**Yapılacak İş**
Kıbrıs Barış Harekatı metninde "Kıbrıs harekatı ile" ile "olan Mersin'e kaydırıldı." arasındaki bölümü, iki uç da dahil olmak üzere, "Londra'ya" yerine "Paris'e" yazarak güncelle.

**Seçilen Metin**

---

KIBRIS BARIŞ HAREKATI
Kıbrıs Barış Harekatı, 20 Temmuz 1974 tarihinde Türkiye Cumhuriyeti Devleti Türk Silahlı Kuvvetleri’nin Garanti Anlaşması’nın III. maddesine dayanarak gerçekleştirildi. Başbakan Bülent Ecevit, "Biz aslında savaş için değil, barış için ve yalnız Türklere değil, Rumlara da barış götürmek için adaya gidiyoruz" dedi.
20 Temmuz 1974 Kıbrıs Harekatı
Kıbrıs Barış Harekatı, 20 Temmuz 1974 tarihinde Türkiye Cumhuriyeti Devleti Türk Silahlı Kuvvetleri’nin Garanti Anlaşması’nın III. maddesine dayanarak gerçekleştirildi. 43 yıl önce, Rum ve Türk halkının arasını bozmak isteyen bazı etnik grupların silahlı saldırılarına maruz kalması sonrasında Kıbrıs Harekatı’na karar verildi. Dönemin Başbakanı Bülent Ecevit, görüşmelerden bir sonuç alınamayınca TBMM’yi olağanüstü toplantıya çağırdı ve Kıbrıs Barış Harekatı’na karar verildi. TSK 1974 yılında, Yunanistan’ın Kıbrıs’ı topraklarına katma çabaları ve Rumların saldırıları sonucunda adaya çıkarma kararı almıştır.
Kıbrıs harekatı ile ilgili gelişmeler aşağıdaki gibidir:
Başbakan Bülent Ecevit, adada gelişmelerin kötüye gitmesi sebebi ile diplomatik görüşmeler yapmak üzere Londra'ya gitti. Acil olarak toplanan TBMM, Hükümete genel savaş açma yetkisi verdi. 14 ilde sıkıyönetim ilan edildi. Trakya'da bulunan 1. Ordu, Ege ve Akdeniz'de bulunan birlikler alarma geçirildi. Ayrıca Kıbrıs'a harekat için karargahı Adana'da bulunan 6. Kolordu Türkiye'nin adaya en yakın noktası olan Mersin'e kaydırıldı.

---

**Kayıtlı Bilgiler**
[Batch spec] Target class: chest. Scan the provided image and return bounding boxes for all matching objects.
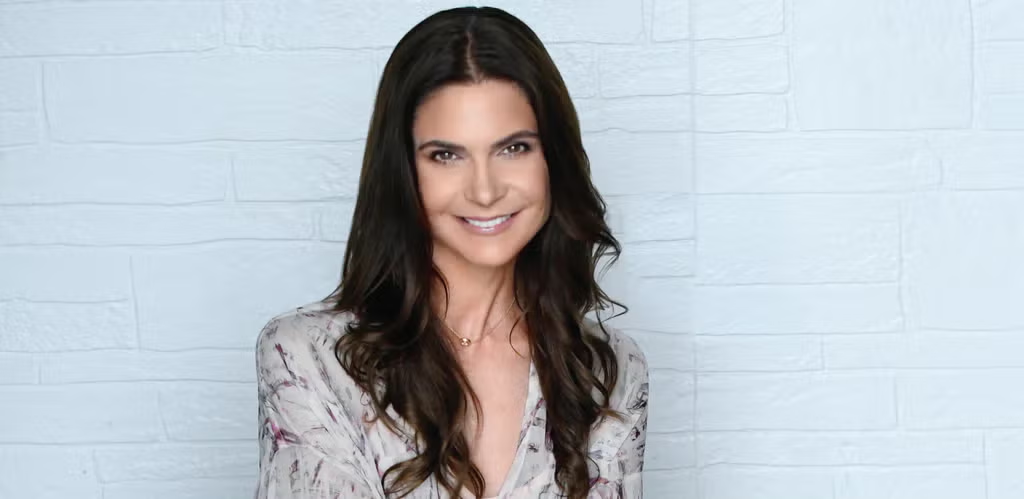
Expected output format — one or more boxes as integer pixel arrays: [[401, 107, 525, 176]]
[[464, 360, 530, 497]]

---

**Yanıt Aşağıda**
Kıbrıs harekatı ile ilgili gelişmeler aşağıdaki gibidir:
Başbakan Bülent Ecevit, adada gelişmelerin kötüye gitmesi sebebi ile diplomatik görüşmeler yapmak üzere Paris'e gitti. Acil olarak toplanan TBMM, Hükümete genel savaş açma yetkisi verdi. 14 ilde sıkıyönetim ilan edildi. Trakya'da bulunan 1. Ordu, Ege ve Akdeniz'de bulunan birlikler alarma geçirildi. Ayrıca Kıbrıs'a harekat için karargahı Adana'da bulunan 6. Kolordu Türkiye'nin adaya en yakın noktası olan Mersin'e kaydırıldı.